(Referring expression data)
****
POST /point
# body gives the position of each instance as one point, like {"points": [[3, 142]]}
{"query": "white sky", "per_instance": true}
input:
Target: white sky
****
- DIRECTIONS FOR THIS TASK: The string "white" appears on some lines of the data above; report how many such lines there are, as a bare number.

- RESULT FOR THIS EXERCISE: 2